WHAT YOU ARE ASKED TO DO: Copy the passage of the blog post on multi-statement TVFs from "Performance implications of" to "Denzil Ribeiro (Microsoft)", switching "Microsoft" to "MSFT".

Performance implications of using multi-Statement TVFs with optional parameters

Authored by Arvind Shyamsundar (Microsoft)
Credits: Prasad Wagle, Srinivasa Babu Valluri, Arun Jayapal, Ranga Bondada, Anand Joseph (members of the Sayint by Zen3 team)
Reviewers: Rajesh Setlem, Joe Sack, Dimitri Furman, Denzil Ribeiro (Microsoft)

This blog post was inspired our recent work with the Sayint dev team, who are a part of Zen3 Infosolutions. SQLCAT has been working with them in their process of adopting SQL Server 2017. During a recent lab engagement, we found a set of seemingly innocuous query (anti-)patterns which were actually having a significant impact on overall performance. In this blog post, we show you what these anti-patterns are and how to remedy them.

RAW RECORDS:
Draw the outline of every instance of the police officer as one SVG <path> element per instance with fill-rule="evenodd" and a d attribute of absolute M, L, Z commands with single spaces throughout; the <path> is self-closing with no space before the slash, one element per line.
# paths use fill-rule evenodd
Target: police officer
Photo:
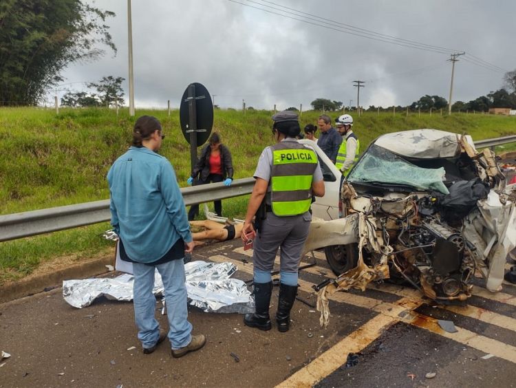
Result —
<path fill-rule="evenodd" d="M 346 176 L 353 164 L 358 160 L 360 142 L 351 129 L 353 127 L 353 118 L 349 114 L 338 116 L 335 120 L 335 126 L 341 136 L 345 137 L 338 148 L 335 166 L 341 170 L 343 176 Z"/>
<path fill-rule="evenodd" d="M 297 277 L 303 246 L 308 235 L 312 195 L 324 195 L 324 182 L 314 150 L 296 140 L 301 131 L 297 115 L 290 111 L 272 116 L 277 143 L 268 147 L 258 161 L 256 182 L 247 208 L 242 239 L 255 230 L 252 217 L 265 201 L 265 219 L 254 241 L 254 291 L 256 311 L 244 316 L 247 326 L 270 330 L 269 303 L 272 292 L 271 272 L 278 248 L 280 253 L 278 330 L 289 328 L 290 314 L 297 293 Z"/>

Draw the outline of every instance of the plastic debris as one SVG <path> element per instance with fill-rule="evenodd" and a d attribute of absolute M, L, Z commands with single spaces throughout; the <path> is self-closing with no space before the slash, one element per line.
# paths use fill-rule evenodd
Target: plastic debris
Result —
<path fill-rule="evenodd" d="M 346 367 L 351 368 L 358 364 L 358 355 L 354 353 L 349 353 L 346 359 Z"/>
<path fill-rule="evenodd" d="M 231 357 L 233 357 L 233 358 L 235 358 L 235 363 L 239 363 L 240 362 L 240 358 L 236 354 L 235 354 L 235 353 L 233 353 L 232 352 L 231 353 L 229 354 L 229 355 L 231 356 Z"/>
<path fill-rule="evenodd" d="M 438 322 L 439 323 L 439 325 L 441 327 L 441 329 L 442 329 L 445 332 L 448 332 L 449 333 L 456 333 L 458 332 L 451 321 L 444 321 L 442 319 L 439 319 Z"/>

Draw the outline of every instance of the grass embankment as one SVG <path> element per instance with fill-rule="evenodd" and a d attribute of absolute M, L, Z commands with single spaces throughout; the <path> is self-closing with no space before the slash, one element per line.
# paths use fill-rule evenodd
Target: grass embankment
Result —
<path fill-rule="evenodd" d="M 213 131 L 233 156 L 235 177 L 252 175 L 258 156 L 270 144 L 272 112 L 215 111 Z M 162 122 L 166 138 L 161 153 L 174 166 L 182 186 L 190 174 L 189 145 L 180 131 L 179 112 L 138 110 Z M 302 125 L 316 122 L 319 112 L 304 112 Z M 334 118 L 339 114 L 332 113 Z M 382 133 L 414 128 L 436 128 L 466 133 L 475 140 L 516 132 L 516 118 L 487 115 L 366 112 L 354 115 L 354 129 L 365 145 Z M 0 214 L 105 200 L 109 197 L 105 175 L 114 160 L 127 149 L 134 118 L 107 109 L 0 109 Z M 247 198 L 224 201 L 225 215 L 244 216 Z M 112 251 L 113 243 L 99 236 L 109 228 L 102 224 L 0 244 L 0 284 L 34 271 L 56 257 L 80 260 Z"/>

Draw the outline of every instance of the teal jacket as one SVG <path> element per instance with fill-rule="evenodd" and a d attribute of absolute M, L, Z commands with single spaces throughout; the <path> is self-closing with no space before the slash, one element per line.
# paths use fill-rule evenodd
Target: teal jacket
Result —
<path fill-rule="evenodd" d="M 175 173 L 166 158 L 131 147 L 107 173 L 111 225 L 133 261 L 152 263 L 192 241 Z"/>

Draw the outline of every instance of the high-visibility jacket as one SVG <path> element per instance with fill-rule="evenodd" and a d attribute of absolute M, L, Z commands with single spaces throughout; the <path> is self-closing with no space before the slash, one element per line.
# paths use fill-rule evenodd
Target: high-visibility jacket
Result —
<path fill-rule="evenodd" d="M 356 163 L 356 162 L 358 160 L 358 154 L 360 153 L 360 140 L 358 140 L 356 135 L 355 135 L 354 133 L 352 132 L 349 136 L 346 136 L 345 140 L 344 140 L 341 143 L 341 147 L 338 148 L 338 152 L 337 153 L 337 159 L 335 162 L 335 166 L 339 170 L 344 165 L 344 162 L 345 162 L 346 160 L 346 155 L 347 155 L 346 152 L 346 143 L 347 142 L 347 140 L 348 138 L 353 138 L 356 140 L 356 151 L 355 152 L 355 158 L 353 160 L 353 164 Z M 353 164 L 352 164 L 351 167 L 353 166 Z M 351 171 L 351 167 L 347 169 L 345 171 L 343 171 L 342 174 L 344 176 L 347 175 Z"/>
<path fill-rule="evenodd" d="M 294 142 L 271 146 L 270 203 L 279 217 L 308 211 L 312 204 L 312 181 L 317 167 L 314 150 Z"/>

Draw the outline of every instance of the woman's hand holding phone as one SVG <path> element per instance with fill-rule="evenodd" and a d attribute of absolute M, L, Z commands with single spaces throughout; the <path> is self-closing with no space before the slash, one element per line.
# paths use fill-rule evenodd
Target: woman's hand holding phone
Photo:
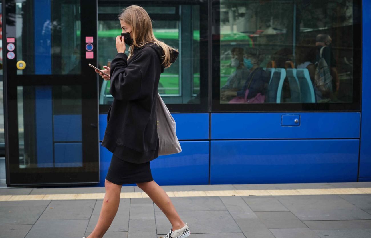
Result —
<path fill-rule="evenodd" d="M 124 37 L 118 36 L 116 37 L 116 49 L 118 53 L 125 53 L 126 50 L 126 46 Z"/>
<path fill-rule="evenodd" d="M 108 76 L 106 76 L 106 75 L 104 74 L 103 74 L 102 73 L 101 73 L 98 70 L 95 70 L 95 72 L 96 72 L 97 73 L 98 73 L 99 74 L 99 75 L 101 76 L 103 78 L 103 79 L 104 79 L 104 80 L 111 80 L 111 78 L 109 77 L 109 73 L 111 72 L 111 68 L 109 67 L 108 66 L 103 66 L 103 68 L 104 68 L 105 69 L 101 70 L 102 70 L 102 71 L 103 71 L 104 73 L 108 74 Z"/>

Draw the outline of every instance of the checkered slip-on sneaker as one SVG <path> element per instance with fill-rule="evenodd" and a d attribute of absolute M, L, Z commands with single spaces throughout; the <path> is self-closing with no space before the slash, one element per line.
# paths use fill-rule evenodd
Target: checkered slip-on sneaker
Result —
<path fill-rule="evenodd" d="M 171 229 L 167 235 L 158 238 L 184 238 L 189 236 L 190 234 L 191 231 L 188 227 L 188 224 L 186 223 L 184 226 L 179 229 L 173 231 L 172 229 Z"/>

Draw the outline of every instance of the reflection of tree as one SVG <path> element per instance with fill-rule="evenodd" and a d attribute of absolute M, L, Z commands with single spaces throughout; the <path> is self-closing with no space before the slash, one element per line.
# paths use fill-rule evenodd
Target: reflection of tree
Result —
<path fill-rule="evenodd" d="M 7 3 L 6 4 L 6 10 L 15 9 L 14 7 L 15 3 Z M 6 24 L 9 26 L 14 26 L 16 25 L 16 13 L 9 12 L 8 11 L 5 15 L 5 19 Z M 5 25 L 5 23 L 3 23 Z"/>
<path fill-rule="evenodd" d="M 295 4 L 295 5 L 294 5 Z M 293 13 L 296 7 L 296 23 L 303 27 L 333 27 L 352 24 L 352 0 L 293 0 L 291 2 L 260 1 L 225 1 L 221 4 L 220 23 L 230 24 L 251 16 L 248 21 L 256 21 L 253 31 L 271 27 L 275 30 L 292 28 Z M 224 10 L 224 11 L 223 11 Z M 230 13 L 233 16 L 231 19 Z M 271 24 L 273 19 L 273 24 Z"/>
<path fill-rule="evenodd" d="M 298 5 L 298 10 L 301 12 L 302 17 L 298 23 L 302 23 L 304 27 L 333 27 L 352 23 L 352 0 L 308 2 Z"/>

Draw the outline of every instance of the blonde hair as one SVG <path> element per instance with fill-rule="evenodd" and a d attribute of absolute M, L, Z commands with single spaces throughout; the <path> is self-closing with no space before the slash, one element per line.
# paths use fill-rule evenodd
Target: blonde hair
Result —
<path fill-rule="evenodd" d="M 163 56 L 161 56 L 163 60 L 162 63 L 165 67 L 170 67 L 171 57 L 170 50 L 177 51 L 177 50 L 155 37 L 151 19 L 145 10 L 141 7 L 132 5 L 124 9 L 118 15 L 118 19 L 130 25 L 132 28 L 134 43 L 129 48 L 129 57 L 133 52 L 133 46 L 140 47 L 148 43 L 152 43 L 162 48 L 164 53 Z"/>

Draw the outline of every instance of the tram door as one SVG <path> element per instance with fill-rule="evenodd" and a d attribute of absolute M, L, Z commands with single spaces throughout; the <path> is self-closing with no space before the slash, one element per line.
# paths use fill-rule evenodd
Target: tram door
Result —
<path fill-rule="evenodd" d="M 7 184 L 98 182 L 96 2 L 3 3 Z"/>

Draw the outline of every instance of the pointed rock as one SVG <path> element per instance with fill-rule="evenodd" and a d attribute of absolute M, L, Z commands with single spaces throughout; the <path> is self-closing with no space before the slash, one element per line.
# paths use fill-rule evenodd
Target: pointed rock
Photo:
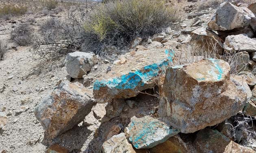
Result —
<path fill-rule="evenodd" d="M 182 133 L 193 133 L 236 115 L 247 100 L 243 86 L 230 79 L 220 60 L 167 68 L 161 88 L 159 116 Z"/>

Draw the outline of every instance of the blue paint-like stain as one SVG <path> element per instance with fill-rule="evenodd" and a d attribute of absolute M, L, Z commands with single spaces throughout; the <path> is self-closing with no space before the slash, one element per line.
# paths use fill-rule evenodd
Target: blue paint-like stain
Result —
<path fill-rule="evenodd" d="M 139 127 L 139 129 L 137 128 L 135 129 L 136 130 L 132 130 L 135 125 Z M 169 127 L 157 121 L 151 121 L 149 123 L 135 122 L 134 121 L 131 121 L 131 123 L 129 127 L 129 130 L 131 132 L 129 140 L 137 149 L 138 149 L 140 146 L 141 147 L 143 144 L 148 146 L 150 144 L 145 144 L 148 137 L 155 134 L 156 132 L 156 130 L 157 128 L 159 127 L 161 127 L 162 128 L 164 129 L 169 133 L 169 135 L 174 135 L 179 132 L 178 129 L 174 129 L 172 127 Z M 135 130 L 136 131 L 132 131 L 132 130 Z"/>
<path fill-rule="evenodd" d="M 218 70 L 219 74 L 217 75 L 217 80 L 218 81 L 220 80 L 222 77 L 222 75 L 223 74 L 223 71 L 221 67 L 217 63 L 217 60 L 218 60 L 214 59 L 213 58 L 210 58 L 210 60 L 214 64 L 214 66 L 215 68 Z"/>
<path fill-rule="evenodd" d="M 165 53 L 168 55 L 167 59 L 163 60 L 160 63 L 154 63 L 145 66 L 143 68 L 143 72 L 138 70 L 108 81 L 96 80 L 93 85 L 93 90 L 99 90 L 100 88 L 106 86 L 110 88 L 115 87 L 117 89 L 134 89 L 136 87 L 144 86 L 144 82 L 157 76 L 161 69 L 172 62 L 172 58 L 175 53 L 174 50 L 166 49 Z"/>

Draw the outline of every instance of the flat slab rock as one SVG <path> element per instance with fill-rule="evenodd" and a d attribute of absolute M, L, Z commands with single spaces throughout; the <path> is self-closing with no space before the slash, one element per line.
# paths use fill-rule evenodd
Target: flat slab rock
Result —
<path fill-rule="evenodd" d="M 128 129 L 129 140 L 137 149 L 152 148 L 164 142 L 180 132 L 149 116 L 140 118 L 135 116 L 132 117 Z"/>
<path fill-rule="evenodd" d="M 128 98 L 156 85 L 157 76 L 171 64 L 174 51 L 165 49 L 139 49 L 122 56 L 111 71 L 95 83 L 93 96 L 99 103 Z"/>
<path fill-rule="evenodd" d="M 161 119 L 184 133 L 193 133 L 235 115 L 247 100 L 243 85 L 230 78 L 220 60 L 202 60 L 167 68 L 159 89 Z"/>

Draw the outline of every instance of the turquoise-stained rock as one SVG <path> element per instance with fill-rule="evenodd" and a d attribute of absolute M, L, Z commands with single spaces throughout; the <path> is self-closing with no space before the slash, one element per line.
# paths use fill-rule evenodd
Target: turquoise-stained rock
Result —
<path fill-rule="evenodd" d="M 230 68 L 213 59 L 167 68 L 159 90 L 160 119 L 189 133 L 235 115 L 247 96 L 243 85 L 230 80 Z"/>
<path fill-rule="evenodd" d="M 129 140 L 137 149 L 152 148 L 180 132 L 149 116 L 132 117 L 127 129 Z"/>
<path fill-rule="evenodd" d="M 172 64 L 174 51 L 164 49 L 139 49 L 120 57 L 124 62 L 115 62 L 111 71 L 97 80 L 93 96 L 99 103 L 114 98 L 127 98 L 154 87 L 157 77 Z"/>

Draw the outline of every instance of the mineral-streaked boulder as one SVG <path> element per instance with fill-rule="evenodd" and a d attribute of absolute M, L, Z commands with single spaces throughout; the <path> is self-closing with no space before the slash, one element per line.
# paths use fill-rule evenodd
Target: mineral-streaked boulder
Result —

SOLUTION TO THIS TASK:
Performance implications of using multi-Statement TVFs with optional parameters

Authored by Arvind Shyamsundar (MSFT)
Credits: Prasad Wagle, Srinivasa Babu Valluri, Arun Jayapal, Ranga Bondada, Anand Joseph (members of the Sayint by Zen3 team)
Reviewers: Rajesh Setlem, Joe Sack, Dimitri Furman, Denzil Ribeiro (MSFT)